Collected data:
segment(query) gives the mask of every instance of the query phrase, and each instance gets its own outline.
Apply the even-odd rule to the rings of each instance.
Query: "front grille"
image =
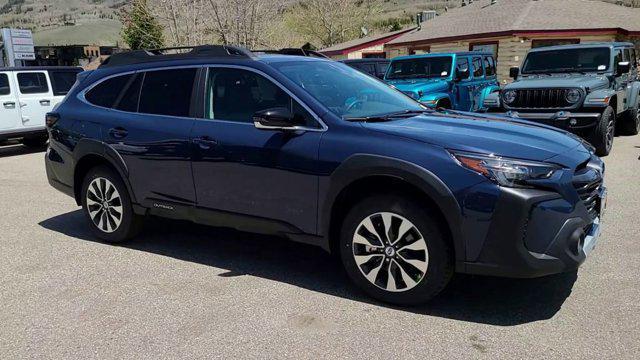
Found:
[[[602,182],[602,173],[599,170],[589,166],[576,169],[573,186],[592,219],[600,215],[600,187]]]
[[[516,91],[516,100],[509,105],[520,109],[562,109],[570,107],[565,98],[569,89],[522,89]]]

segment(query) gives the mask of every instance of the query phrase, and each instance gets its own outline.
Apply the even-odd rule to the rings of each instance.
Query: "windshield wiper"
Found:
[[[396,111],[388,114],[380,114],[380,115],[370,115],[370,116],[359,116],[359,117],[345,117],[344,119],[347,121],[364,121],[364,122],[381,122],[381,121],[389,121],[395,118],[402,118],[411,115],[420,115],[428,112],[433,112],[433,110],[423,109],[423,110],[403,110]]]

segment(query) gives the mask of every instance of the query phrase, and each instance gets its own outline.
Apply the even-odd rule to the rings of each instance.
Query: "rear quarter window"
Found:
[[[104,80],[89,90],[85,99],[93,105],[111,108],[132,76],[121,75]]]
[[[67,95],[76,83],[79,71],[50,71],[51,88],[54,96]]]
[[[46,94],[49,92],[47,77],[41,72],[18,73],[18,87],[22,94]]]
[[[144,75],[138,111],[188,117],[196,69],[148,71]]]
[[[0,95],[11,94],[11,87],[9,86],[9,76],[7,74],[0,74]]]

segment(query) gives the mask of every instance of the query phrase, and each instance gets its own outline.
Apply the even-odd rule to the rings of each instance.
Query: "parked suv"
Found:
[[[396,304],[430,299],[454,271],[575,269],[606,203],[603,163],[579,138],[428,110],[326,59],[117,54],[47,124],[49,183],[98,238],[128,240],[145,215],[279,234],[338,254]]]
[[[356,70],[360,70],[365,74],[375,76],[378,79],[384,79],[384,74],[387,72],[387,69],[389,68],[390,60],[368,58],[368,59],[341,60],[341,62],[351,66]]]
[[[563,45],[534,49],[501,95],[485,101],[490,111],[571,131],[608,155],[617,128],[640,130],[638,64],[630,43]]]
[[[460,52],[400,56],[384,80],[429,108],[478,111],[498,90],[491,53]]]
[[[67,94],[80,68],[0,68],[0,141],[18,138],[26,146],[47,141],[44,118]]]

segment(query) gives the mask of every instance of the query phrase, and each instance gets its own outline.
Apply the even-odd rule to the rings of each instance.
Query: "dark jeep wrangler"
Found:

Exercise details - When you repeat the data, keep every line exact and drop the images.

Problem solution -
segment(query) gives the mask of every instance of the query phrase, and each instance gets its own outline.
Apply the even-odd rule to the rings of each instance.
Query: "front grille"
image =
Found:
[[[602,182],[602,173],[599,170],[589,166],[576,169],[573,186],[592,219],[600,215],[600,187]]]
[[[516,91],[516,100],[509,105],[520,109],[562,109],[570,107],[565,98],[569,89],[522,89]]]

segment(query) gives the mask of every instance of the query phrase, and each instance gets its own outline.
Apply the even-odd rule to the rings of each instance.
Query: "windshield wiper"
Found:
[[[396,111],[388,114],[380,114],[380,115],[370,115],[370,116],[359,116],[359,117],[345,117],[344,119],[347,121],[364,121],[364,122],[381,122],[381,121],[389,121],[395,118],[402,118],[411,115],[420,115],[428,112],[433,112],[433,110],[423,109],[423,110],[403,110]]]

segment(query) gives the mask of every instance of the query phrase, and each instance gets its own outline.
Apply the even-odd rule to the rings of each instance.
Query: "rear quarter window"
Found:
[[[104,80],[89,90],[85,99],[93,105],[111,108],[132,76],[121,75]]]
[[[67,95],[76,83],[79,71],[50,71],[51,88],[54,96]]]
[[[46,94],[49,92],[47,77],[41,72],[18,73],[18,87],[22,94]]]
[[[144,75],[138,111],[188,117],[196,69],[148,71]]]
[[[0,95],[11,94],[11,87],[9,86],[9,76],[7,74],[0,74]]]

segment(query) gives the mask of every instance of the query phrase, and each instance gets its own outline.
Apply the even-odd rule to the rings of each instance.
Query: "parked suv"
Found:
[[[396,304],[430,299],[454,271],[575,269],[606,203],[603,163],[579,138],[428,110],[326,59],[117,54],[47,124],[49,183],[98,238],[128,240],[145,215],[279,234],[338,254]]]
[[[356,70],[360,70],[365,74],[375,76],[378,79],[384,79],[384,74],[387,72],[387,69],[389,68],[390,60],[368,58],[368,59],[341,60],[341,62],[351,66]]]
[[[563,45],[534,49],[501,95],[485,101],[490,111],[571,131],[608,155],[617,128],[640,130],[638,64],[630,43]]]
[[[460,52],[400,56],[384,80],[429,108],[478,111],[498,90],[491,53]]]
[[[67,94],[80,68],[0,68],[0,141],[18,138],[26,146],[47,141],[44,118]]]

segment(query) gives the mask of every instance of the query phrase, and each instance gets its own outline.
Apply the even-odd rule to the rings of each instance.
Query: "dark jeep wrangler"
Found:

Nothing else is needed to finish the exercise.